● ACTIVITY
Type out the data again, word for word and in full.

════

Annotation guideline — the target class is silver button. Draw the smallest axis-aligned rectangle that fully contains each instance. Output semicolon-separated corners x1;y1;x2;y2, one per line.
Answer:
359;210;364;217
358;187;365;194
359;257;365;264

════

● OUTPUT FOR THIS EXERCISE
Annotation guideline — the target class is silver button. Draw the smallest axis-aligned rectangle that fully contains each instance. Output semicolon-separated corners x1;y1;x2;y2, one per line.
Answer:
359;210;364;217
358;187;365;194
359;257;365;264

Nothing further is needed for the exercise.